* BRIEF
Resume the development log about publishing the translated volumes online, writing on from its final sentence.

I used jira to create XHTML versions of the OCRed volumes, and integrated the results into the existing search; it now seems to work pretty well, so I pushed it to the live jetty.
The headers for the translation itself were appearing at the bottom of a page in the PDF. I set up a special case of
div0[@type='NewPage'] which the XSLT now handles to force a page-break in this case. Republished the XAR.
I've extracted the editorial content from the master volumes, and I'm now building a separate index page for each of the volumes we've created, including the editorial stuff. On the other listings pages, volume numbers are now links to the volume pages. This answers (I think) the last of HT's requirements for the new site, other than a redesign.
I've also tested Apache Tika with the old volume PDFs, and the results are very promising; I think we may be able to process them to ugly XHTML, which eXist could then index, and provide people with search capabilities and linking out to the specific page in which the hit is found.
The new translation is done, thanks to numerous hacky shortcuts to converting ODT to TEI, including search-and-replace on the contents.xml file. The results highlighted a couple of minor layout annoyances, so I've also fixed those. The document comes in at about 100 pages. It's now posted for proofing.
Received a new translation and started working on it. I've used the LibreOffice macro search tool to good effect, enabling me to add some tagging in a semi-automated way to the word-processor doc using styles, and I'm now transferring that content into the XML document. The metadata is done, the bibliography is done, and I'm working through the editorial intro.
Simple redirect XQuery module that handles both the PDFs and the HTMLs now implemented.

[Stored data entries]
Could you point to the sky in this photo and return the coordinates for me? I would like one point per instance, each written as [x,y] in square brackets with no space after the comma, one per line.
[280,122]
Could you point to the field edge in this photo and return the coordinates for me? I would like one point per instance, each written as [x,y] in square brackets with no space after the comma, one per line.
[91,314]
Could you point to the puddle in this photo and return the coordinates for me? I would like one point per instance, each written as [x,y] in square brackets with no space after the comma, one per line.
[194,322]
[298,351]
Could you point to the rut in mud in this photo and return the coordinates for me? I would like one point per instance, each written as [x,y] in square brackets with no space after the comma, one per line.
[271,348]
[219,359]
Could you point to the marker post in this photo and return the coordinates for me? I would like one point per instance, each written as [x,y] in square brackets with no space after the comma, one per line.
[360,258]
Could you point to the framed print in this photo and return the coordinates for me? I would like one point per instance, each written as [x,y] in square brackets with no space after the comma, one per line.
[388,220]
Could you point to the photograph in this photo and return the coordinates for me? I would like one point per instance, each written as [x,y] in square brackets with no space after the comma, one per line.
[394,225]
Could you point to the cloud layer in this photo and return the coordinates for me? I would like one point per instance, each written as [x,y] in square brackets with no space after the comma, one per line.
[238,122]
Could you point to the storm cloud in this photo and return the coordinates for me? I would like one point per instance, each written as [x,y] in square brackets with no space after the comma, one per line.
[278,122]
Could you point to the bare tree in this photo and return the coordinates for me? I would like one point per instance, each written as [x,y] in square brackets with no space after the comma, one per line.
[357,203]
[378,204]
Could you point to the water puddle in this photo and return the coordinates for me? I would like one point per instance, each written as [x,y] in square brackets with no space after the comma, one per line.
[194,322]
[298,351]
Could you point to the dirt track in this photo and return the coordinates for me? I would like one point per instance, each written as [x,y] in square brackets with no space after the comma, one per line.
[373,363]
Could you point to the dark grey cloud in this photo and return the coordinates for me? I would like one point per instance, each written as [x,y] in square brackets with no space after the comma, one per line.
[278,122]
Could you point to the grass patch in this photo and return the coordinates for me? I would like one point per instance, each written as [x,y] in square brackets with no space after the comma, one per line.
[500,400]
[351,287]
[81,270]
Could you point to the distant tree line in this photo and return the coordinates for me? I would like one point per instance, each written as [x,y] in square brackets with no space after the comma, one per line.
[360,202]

* WRITTEN REPLY
Worked a lot on the search today, constraining it to published documents only, and tweaking how it returns results. I've also added VNU validation of the HTML to the build process, and fixed some problems arising out of that; I've turned popup notes into
<aside> elements so that their inline text can be ignored by the indexer, while the footnote rendering at the bottom of the document will be indexed; and I've refined the indexing after using the monex profiler. I also tweaked the P5 output so that it validates with the correct schema links. I think we're more or less there now; what we have is already much better than what's on the site, and I see no problem issues at all.
I'm now happy with the way everything is working. There are tweaks I could make -- I need to put in place redirects for the old URLs, and I should revisit the collection.xconf and indexing, and there will be more pages that need to be created for the new site -- but it's all basically there, and what we have now could replace the current webapp immediately. Will start that process next week.
I've added an eXist app build to the process and I'm now testing and bugfixing locally to bring this project thoroughly into the Enddings fold. Everything is basically working, but I'm finding I now want to enhance some aspects of the rendering and display so that it's a cleaner and simpler setup than the previous app; I'm adding citation stuff in a footer, as well as getting the search working, based on Mariage. Should all be done soon.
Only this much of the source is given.